# [Records to use]
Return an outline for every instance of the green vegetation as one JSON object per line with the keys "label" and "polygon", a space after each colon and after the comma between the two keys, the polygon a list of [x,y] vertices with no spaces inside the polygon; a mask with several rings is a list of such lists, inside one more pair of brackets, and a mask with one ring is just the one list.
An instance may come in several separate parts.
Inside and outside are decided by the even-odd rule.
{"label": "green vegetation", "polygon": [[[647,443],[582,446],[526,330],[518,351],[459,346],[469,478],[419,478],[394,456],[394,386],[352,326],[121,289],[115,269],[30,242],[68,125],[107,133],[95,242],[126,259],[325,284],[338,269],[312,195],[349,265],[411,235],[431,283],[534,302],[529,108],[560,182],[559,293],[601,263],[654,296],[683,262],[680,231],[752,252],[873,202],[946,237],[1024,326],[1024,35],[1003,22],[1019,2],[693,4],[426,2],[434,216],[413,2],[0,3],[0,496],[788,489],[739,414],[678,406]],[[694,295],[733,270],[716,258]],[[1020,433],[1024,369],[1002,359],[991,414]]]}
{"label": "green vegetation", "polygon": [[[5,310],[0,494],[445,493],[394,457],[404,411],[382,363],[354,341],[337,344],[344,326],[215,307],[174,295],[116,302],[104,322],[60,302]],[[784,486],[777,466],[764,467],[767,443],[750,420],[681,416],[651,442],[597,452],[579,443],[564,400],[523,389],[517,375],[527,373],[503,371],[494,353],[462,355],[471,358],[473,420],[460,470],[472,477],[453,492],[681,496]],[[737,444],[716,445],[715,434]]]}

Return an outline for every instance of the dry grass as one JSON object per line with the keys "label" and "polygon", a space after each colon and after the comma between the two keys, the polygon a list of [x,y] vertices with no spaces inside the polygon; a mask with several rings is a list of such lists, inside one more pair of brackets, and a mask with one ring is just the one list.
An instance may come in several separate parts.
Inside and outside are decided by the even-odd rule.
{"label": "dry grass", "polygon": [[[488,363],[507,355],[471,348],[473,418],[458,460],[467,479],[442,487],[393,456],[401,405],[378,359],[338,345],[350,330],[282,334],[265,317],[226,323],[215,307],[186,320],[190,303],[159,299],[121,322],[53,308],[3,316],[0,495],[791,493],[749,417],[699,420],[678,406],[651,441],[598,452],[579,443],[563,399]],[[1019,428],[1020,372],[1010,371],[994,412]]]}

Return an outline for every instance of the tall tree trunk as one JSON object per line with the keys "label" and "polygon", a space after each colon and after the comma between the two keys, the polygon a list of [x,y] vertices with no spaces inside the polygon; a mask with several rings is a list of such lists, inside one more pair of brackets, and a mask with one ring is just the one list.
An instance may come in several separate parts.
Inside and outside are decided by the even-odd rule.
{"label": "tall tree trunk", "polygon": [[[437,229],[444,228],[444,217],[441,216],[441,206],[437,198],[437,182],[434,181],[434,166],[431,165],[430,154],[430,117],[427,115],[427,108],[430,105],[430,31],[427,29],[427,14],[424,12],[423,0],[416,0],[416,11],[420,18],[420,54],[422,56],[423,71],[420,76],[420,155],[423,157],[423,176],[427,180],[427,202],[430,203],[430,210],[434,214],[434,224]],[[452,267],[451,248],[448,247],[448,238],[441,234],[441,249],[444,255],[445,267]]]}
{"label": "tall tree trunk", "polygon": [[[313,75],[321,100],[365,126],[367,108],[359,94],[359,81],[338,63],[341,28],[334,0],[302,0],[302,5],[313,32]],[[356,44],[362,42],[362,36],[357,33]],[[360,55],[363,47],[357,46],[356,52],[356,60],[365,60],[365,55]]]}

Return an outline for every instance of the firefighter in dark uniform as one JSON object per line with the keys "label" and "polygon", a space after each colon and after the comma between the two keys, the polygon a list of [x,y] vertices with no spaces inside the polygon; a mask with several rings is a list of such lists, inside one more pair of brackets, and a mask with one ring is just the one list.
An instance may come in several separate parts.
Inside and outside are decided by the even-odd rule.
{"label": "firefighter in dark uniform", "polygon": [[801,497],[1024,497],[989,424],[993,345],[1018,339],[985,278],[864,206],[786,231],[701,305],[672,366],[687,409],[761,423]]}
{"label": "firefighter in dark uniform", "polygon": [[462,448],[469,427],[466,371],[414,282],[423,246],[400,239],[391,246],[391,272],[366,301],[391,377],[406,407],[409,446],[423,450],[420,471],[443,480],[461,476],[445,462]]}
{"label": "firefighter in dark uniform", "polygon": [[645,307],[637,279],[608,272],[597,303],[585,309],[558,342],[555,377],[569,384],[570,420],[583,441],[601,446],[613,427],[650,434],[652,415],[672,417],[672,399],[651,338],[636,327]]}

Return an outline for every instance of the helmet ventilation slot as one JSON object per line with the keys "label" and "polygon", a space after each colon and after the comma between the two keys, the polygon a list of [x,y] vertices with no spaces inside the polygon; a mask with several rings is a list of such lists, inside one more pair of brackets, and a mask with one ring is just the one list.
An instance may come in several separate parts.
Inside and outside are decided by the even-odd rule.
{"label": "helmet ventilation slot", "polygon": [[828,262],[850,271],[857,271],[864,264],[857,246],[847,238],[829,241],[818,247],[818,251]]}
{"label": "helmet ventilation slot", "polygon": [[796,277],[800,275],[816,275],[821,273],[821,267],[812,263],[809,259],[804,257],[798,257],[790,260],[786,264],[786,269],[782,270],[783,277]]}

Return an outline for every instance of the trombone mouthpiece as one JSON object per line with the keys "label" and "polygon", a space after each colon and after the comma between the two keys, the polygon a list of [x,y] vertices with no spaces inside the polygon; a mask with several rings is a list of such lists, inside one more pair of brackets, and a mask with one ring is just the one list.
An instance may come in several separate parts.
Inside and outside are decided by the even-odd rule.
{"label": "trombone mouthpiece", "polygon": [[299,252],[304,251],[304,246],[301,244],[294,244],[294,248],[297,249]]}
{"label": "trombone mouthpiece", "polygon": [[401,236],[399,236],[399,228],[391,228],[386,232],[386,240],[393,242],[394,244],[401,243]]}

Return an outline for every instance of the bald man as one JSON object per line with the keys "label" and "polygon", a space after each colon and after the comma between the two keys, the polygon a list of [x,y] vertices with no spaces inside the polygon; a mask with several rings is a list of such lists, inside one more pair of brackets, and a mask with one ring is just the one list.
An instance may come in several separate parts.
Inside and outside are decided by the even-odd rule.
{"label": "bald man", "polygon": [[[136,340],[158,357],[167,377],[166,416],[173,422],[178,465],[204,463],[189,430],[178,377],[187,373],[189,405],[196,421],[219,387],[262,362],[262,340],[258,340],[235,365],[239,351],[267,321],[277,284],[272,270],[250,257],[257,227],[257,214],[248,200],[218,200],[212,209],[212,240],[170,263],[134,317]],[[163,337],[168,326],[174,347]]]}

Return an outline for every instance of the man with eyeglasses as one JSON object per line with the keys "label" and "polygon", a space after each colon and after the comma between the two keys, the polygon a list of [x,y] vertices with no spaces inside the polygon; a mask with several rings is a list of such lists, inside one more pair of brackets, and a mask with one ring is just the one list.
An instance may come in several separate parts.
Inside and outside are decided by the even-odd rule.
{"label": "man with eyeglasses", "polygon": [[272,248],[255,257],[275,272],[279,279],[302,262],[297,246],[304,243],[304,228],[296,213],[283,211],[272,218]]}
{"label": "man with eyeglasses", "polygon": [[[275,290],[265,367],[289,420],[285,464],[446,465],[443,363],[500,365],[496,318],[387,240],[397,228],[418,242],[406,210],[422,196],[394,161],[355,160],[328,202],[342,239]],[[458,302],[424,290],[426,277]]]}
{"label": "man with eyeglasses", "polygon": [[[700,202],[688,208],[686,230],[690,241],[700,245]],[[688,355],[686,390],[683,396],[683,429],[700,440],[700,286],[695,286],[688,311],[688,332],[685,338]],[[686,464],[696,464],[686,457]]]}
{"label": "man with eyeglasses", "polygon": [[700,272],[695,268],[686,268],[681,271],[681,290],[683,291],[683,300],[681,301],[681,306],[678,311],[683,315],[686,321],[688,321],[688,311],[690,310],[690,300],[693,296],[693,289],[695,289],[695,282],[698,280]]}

# [Exercise prompt]
For this task, write out exactly the lines of the entries above, starting at the line with "Return an outline for every instance of the dry" and ending at the line with "Return an outline for every instance of the tall", both included, and no others.

# [Answer to this problem]
Return an outline for every instance of the dry grass as one JSON object per line with the keys "label" and "polygon", a space after each colon and after the comma between the two keys, the polygon a list of [x,y] vertices with no spaces inside the polygon; a mask with several rings is a list of such lists, inside one more pair of brackets, and a mask with one ring is just the one list.
An instance may come in several separate parts.
Inside and outside are decided by the even-odd rule.
{"label": "dry grass", "polygon": [[[488,363],[507,355],[471,348],[473,418],[458,460],[467,479],[442,487],[393,456],[401,405],[378,359],[338,345],[350,330],[282,334],[265,317],[226,323],[215,307],[186,320],[190,303],[159,299],[121,322],[53,308],[3,316],[0,495],[791,493],[749,417],[699,420],[678,406],[651,441],[598,452],[579,443],[563,399]],[[1019,428],[1020,372],[1010,371],[994,412]]]}

Return an outline for every instance of the tall tree trunk as one JSON object per line with the keys "label" and "polygon", a space after each colon and after the comma between the two keys, the polygon a list of [x,y] vertices with no spaces inside the polygon; a mask with several rings is a list of such lists, inside one more pair of brackets, and a mask with one ring is just the one list.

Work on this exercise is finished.